• 必做任务
把下面这篇约翰贝兹访谈的全文一字不改地提取出来。
===== 引用段落
已有 4445 次阅读 2020-11-9 16:29 |个人分类:范畴学|系统分类:人物纪事

对话一位数学物理学家:约翰贝兹

物理学论坛

2016年3月15日

 

我们很高兴向大家介绍数学物理学家和物理学论坛成员约翰贝兹

 

向我们介绍一下您自己的背景。

 

我对各种各样的数学和物理都感兴趣,所以我称自己为一名数学物理学家。不过我其实是加州大学河滨分校的一名数学教授。我从1989年起在这儿任教。我太太丽萨拉斐尔斯(译者注:丽萨作为一名汉学家,其中文名为瑞丽。)九年后也在这找到了职位:除了其它方面,她主要研究中国和希腊古典哲学。

 

我在普林斯顿大学获得数学学士学位。我的学士论文是关于是否能利用计算机求解薛定谔方程至任意精度。最终,很明显你可以做到。我对数学逻辑很感兴趣,也在我的论文中用到了一些——可计算函数理论——不过我得出结论它对物理学并没有多大用处。当我读到米斯纳、索恩和惠勒的《引力论》如恢弘史诗般的最后一章,我决定量子引力才是我要着手的问题。

 

我去了麻省理工读数学研究生,但没找到任何人可以一起研究量子引力,。于是,我跟随尔文西格尔做了量子场论方面的论文。他是“构造性量子场论”的创始人之一,在其中人们试图严格证明量子场论在数学上是合乎情理的,并且满足它们必须满足的某些公理。这是一个艰难的主题,而我并没有完成多少,但是学到了很多。
==========
===== 所给材料
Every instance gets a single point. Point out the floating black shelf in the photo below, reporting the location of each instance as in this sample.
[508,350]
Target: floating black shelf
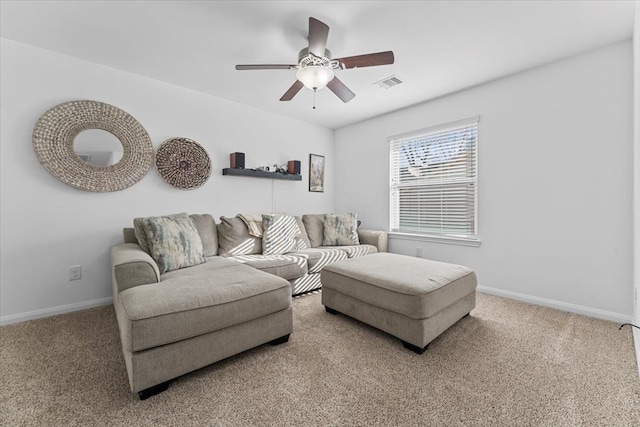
[261,174]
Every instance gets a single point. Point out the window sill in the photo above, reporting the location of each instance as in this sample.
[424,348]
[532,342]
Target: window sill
[450,240]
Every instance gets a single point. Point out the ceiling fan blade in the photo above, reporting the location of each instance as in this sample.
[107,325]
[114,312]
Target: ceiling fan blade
[293,90]
[265,67]
[340,89]
[318,34]
[369,60]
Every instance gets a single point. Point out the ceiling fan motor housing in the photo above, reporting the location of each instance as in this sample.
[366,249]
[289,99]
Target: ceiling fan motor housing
[306,59]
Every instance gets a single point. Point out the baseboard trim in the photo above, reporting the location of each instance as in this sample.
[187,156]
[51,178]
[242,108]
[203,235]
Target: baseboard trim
[47,312]
[563,306]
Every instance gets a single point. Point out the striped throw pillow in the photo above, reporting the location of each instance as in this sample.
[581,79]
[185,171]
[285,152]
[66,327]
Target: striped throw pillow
[279,234]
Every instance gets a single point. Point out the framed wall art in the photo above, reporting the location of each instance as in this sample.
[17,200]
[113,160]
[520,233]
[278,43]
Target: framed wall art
[316,173]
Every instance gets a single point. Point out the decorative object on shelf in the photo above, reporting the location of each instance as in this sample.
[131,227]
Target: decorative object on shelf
[261,174]
[293,166]
[316,173]
[236,160]
[53,142]
[183,163]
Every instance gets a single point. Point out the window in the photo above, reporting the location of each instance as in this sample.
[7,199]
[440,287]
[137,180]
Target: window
[433,182]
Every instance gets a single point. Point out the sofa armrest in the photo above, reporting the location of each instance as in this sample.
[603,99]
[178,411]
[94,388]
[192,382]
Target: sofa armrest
[131,266]
[377,238]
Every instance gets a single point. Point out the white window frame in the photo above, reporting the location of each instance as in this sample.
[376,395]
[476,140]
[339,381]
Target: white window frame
[399,179]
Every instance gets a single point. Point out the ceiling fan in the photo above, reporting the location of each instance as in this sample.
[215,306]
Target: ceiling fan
[315,67]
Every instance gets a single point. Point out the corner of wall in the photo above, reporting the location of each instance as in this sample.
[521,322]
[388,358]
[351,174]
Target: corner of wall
[636,178]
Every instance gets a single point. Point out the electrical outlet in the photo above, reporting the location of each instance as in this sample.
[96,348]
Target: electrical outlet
[75,272]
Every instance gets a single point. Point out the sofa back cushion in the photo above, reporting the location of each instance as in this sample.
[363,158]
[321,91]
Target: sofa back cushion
[234,238]
[340,230]
[173,241]
[314,225]
[206,226]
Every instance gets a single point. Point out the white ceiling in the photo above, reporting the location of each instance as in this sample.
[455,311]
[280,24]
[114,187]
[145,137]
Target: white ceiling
[440,46]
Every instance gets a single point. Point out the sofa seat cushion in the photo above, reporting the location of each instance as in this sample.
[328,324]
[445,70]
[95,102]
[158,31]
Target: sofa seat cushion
[197,300]
[356,250]
[287,266]
[318,258]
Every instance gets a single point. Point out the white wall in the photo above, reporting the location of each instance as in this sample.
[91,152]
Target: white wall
[555,181]
[47,226]
[636,175]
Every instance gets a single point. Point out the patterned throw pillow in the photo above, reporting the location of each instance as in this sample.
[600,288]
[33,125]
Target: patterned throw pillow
[280,232]
[340,230]
[234,238]
[173,241]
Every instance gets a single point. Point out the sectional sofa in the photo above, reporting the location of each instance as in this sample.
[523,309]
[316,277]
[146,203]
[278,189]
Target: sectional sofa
[189,291]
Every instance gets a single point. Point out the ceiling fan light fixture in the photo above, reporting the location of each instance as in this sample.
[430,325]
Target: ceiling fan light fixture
[315,77]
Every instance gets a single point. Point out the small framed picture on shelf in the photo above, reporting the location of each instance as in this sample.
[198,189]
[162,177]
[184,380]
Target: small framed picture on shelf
[316,173]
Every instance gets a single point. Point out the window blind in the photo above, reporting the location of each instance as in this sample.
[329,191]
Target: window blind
[433,180]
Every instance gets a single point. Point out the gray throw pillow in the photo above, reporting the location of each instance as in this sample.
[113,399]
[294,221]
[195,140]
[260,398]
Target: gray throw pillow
[174,241]
[206,226]
[279,234]
[314,225]
[340,230]
[234,238]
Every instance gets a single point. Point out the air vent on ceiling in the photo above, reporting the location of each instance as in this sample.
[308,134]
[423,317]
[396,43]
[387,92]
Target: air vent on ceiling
[389,82]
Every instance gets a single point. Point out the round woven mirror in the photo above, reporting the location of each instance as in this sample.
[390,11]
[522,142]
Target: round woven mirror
[53,143]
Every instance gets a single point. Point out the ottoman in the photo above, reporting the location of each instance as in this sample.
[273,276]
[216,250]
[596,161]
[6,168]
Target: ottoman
[413,299]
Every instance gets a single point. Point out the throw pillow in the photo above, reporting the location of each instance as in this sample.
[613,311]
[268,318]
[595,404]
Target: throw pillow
[206,226]
[340,230]
[279,234]
[234,238]
[314,225]
[174,241]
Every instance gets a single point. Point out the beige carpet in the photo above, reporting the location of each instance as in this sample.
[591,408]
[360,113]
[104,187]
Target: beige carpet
[508,364]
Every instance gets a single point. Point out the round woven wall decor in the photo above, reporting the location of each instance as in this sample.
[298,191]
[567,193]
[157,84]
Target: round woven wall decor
[56,130]
[183,163]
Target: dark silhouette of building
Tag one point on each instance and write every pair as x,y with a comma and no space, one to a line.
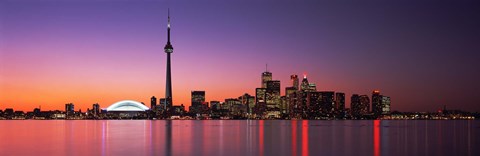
168,88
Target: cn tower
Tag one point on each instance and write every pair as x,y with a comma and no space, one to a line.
168,88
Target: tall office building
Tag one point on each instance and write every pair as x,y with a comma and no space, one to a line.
365,104
266,76
376,103
198,98
248,101
168,87
313,103
69,108
385,105
290,90
305,86
340,101
96,109
153,103
328,101
162,103
355,106
312,87
215,105
295,81
273,93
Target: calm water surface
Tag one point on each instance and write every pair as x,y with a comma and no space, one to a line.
239,137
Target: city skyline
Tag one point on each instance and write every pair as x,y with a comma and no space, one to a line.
53,54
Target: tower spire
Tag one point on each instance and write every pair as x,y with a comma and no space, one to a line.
169,50
168,47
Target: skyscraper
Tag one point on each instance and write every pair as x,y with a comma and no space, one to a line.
153,103
295,82
69,108
273,94
355,105
96,109
168,88
385,105
376,103
305,85
266,76
198,98
328,101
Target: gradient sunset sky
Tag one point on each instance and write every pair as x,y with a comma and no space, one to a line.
422,53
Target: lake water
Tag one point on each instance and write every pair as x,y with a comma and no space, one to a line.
239,137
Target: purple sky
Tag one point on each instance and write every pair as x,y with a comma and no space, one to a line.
423,54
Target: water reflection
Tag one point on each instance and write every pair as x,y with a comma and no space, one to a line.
239,137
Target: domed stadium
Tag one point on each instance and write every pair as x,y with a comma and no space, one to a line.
127,109
127,106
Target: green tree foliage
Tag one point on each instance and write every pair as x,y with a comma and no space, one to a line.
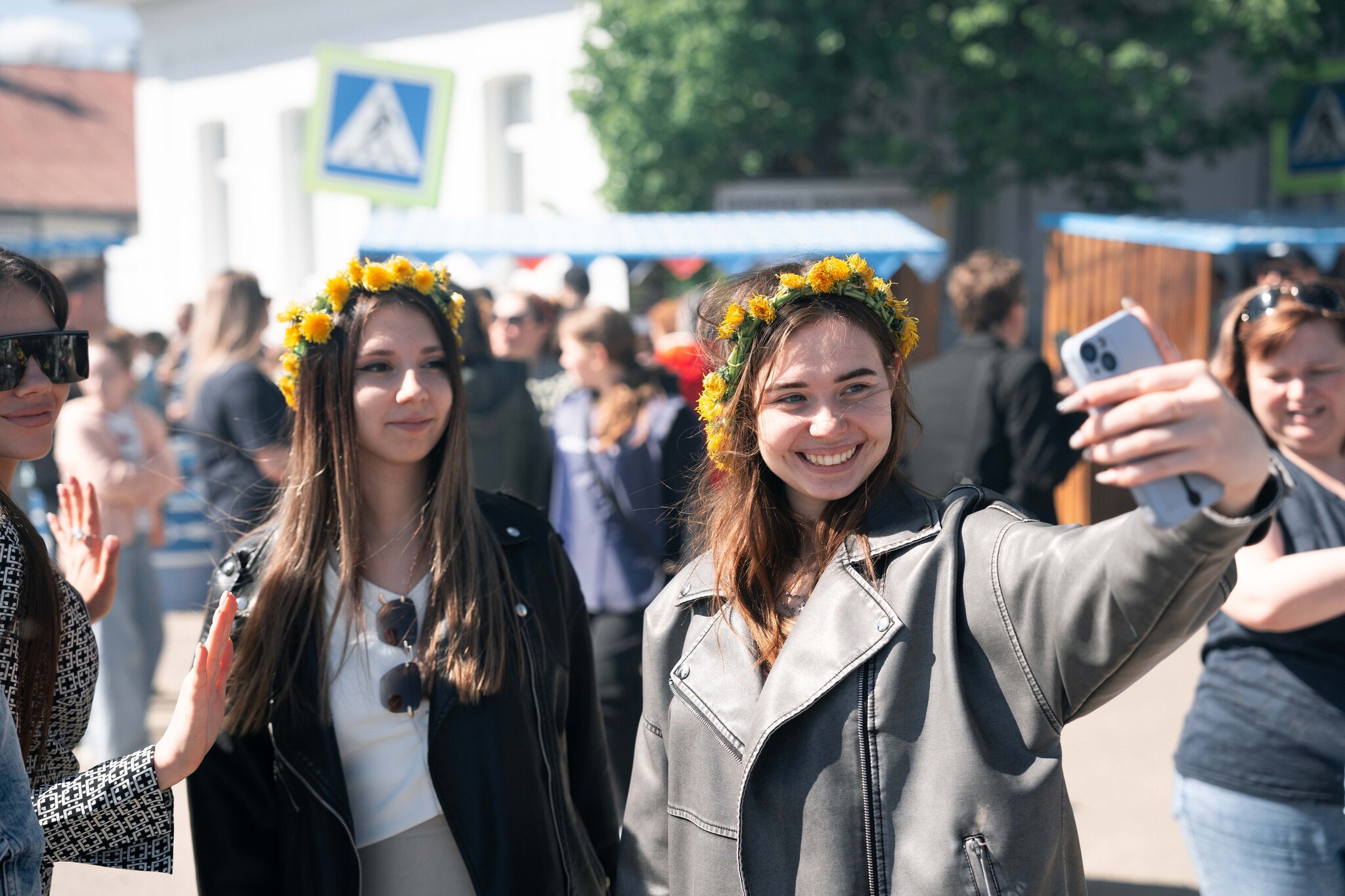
961,96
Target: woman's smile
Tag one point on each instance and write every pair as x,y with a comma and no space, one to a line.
413,425
831,459
825,419
32,417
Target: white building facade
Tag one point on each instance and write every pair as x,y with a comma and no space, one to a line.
225,88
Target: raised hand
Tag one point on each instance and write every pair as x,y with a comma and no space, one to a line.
88,558
1172,419
201,703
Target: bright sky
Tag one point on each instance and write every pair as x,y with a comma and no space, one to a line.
68,34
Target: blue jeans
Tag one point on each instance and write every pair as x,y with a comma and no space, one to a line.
129,641
1246,845
20,834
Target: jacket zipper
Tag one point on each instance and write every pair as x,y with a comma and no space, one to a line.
866,782
546,759
695,711
982,868
359,867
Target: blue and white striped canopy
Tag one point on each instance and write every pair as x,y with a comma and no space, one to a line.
732,241
1320,234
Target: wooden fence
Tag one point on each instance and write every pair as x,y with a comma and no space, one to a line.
925,307
1086,280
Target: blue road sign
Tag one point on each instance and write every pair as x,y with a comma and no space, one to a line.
378,128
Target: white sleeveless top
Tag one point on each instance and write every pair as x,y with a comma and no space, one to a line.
385,756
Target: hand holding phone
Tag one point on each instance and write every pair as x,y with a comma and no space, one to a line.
1121,344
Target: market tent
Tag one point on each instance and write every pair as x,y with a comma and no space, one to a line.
1320,234
732,241
49,247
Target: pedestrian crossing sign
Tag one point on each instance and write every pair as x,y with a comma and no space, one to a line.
378,128
1308,151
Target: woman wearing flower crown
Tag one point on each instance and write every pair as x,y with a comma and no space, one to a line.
414,707
858,689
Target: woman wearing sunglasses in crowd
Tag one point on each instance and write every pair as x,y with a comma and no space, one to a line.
118,813
860,689
414,708
1259,786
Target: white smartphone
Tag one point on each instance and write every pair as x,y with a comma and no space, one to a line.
1118,345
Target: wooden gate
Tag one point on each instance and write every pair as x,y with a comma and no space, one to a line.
925,307
1086,280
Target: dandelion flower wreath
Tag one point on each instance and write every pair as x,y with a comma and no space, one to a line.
313,324
850,277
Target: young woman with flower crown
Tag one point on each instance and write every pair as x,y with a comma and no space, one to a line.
858,689
414,707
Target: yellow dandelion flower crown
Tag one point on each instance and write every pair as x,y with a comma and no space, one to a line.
850,277
313,324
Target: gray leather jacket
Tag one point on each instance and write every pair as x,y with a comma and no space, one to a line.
907,740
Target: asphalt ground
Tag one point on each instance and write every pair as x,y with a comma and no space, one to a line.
1118,769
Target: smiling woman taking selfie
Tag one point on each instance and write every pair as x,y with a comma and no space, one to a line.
858,689
414,706
119,813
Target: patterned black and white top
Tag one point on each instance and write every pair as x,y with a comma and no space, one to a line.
112,815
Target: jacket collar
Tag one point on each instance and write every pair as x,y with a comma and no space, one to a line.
847,621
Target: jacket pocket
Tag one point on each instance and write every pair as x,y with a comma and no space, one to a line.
982,865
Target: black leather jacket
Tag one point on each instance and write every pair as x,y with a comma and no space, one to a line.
522,777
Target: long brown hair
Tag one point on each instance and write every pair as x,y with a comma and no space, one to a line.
474,633
741,515
619,405
225,328
37,620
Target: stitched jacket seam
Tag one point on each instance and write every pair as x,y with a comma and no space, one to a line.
1013,636
711,828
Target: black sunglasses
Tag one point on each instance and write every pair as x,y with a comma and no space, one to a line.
62,355
400,688
1319,296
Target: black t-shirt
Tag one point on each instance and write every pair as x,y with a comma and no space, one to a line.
1269,716
237,412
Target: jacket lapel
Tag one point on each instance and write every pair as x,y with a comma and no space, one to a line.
718,677
845,622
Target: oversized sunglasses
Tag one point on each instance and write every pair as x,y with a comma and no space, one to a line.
1319,296
400,688
62,355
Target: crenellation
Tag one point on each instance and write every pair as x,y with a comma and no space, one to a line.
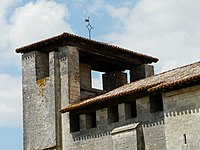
61,110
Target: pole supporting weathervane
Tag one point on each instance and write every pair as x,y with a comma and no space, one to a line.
89,27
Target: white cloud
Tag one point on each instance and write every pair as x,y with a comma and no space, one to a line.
26,24
168,30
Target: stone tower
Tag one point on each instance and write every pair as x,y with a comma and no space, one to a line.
56,73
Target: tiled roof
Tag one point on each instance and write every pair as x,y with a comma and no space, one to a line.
166,81
71,39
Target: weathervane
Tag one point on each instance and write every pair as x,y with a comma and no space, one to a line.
89,27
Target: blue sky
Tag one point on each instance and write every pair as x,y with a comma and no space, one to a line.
168,30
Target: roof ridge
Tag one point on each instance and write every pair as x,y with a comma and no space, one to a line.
170,70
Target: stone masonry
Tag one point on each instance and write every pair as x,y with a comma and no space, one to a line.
61,110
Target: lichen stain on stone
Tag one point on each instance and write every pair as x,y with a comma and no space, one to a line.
41,84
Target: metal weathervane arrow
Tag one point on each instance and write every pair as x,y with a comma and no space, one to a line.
89,27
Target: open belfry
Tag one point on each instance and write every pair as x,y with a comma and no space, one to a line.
135,109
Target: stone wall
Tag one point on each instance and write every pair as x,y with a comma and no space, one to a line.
100,136
182,118
38,103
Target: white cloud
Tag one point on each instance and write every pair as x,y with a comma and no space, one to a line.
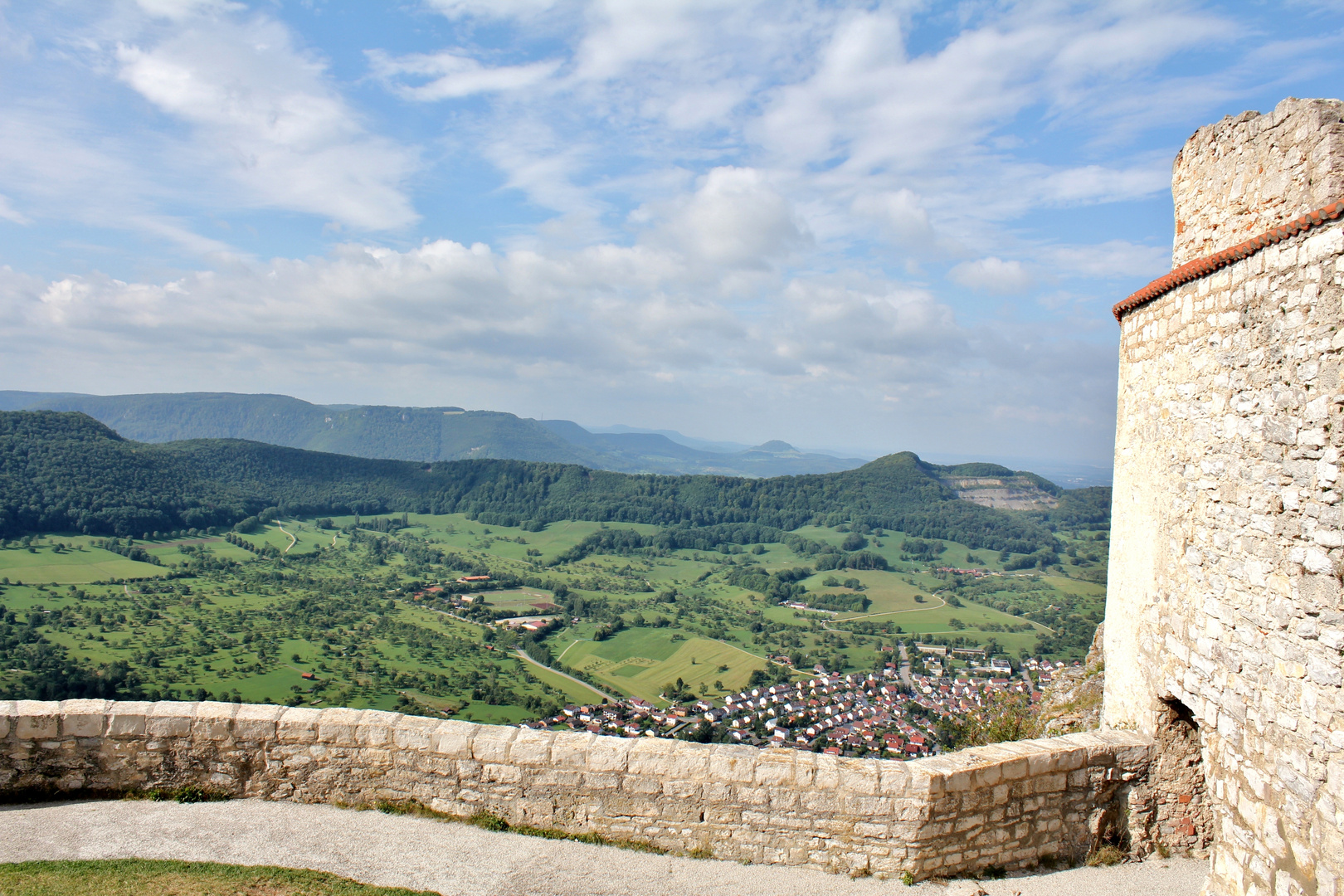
==========
• 练习答案
已有 4445 次阅读 2020-11-9 16:29 |个人分类:范畴学|系统分类:人物纪事

对话一位数学物理学家:约翰贝兹

物理学论坛

2016年3月15日

 

我们很高兴向大家介绍数学物理学家和物理学论坛成员约翰贝兹

 

向我们介绍一下您自己的背景。

 

我对各种各样的数学和物理都感兴趣,所以我称自己为一名数学物理学家。不过我其实是加州大学河滨分校的一名数学教授。我从1989年起在这儿任教。我太太丽萨拉斐尔斯(译者注:丽萨作为一名汉学家,其中文名为瑞丽。)九年后也在这找到了职位:除了其它方面,她主要研究中国和希腊古典哲学。

 

我在普林斯顿大学获得数学学士学位。我的学士论文是关于是否能利用计算机求解薛定谔方程至任意精度。最终,很明显你可以做到。我对数学逻辑很感兴趣,也在我的论文中用到了一些——可计算函数理论——不过我得出结论它对物理学并没有多大用处。当我读到米斯纳、索恩和惠勒的《引力论》如恢弘史诗般的最后一章,我决定量子引力才是我要着手的问题。

 

我去了麻省理工读数学研究生,但没找到任何人可以一起研究量子引力,。于是,我跟随尔文西格尔做了量子场论方面的论文。他是“构造性量子场论”的创始人之一,在其中人们试图严格证明量子场论在数学上是合乎情理的,并且满足它们必须满足的某些公理。这是一个艰难的主题,而我并没有完成多少,但是学到了很多。